Selected excerpt:
# # # #

1. Introduction
Cervical cancer is the fourth most commonly diagnosed cancer and the fourth leading cause of mortality among women worldwide. There were over 570,000 new cases annually and over 311,000 deaths in 2018 globally [1]. More than two-thirds of the patients are diagnosed with locally advanced cervical cancer (LACC) [2]. Concurrent chemoradiotherapy (CCRT) can lead to good prognosis for LACC [3], and the brachytherapy as a part of standard treatment regimen has further improved local control and overall survival, but the chemoradiotherapy resistance and local relapse also occur among 40% of LACC patients [4, 5]. Early treatment response correlates to tumor response and survival [6]. Hematologic toxicity is the most common acute side effect of CCRT, which affect treatment efficacy and sometimes can be life-threatening [7]. Pretreatment prediction of early tumor response, survival, and hematologic toxicities may assist physicians to adjust radiotherapy planning and further improve the quality of life.
Previous studies demonstrated that the predictive efficacy of clinicopathological model for treatment outcomes is limited in LACC [8, 9]. The therapeutic effect can be markedly different even in the same clinical stage. Currently, radiomics, a technique that can extract high-throughput quantitative features from imaging such as CT, PET, and MRI, has emerged as a promising tool for the assessment of treatment outcomes [10, 11]. Radiomics can reflect the tumor intrinsic properties and can be used as independent predictors of survival outcome with higher predictive ability than traditional clinical parameters alone [12, 13].

# # # #

Task description: According to the cervical cancer introduction, what share of patients are diagnosed with locally advanced cervical cancer?

# # # #

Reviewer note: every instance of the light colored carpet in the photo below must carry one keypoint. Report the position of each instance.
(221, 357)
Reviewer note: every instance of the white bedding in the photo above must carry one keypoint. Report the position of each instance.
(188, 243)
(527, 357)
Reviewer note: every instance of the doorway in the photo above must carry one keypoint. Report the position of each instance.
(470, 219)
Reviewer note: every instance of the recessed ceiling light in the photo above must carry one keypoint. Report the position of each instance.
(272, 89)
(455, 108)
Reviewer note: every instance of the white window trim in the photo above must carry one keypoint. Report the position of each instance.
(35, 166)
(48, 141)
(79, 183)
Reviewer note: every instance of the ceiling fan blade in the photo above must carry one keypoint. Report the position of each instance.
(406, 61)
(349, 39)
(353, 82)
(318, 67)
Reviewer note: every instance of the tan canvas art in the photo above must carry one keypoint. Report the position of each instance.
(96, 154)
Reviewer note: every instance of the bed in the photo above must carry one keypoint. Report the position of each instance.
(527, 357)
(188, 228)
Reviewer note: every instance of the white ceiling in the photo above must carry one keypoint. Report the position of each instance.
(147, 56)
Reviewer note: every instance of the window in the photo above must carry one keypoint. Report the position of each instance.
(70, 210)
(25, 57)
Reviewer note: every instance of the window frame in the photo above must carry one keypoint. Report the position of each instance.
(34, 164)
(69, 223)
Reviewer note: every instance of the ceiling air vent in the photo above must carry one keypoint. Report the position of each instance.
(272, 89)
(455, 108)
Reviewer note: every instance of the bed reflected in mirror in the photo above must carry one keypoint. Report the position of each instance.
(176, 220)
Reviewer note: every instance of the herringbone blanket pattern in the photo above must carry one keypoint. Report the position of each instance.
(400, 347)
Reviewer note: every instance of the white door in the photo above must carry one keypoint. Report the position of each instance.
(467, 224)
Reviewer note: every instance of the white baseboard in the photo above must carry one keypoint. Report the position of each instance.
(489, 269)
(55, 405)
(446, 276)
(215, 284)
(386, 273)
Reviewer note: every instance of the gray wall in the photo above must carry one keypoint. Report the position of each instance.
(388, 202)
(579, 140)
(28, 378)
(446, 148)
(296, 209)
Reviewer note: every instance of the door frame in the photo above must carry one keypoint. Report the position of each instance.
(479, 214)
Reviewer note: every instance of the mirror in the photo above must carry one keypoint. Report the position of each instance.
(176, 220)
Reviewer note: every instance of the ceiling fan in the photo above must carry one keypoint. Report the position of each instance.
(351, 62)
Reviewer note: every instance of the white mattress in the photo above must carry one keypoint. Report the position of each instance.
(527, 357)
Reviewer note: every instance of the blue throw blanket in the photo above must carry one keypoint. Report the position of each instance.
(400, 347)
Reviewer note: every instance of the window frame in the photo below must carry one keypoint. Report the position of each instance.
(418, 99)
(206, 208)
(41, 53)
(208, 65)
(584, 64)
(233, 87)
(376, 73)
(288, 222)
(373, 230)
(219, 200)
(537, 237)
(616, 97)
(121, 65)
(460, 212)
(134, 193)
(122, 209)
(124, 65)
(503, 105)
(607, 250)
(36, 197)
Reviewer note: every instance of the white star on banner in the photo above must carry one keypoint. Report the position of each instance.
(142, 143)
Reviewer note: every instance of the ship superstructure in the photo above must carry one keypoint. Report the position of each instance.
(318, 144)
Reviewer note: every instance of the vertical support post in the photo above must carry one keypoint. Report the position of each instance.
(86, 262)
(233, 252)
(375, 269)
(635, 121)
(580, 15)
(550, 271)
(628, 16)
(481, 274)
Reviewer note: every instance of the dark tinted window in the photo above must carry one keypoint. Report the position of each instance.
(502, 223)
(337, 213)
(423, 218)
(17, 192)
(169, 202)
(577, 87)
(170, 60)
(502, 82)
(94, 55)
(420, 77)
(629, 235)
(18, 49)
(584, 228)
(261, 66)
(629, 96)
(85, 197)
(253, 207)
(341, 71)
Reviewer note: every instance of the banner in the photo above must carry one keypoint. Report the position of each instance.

# # # #

Answer for this exercise: More than two-thirds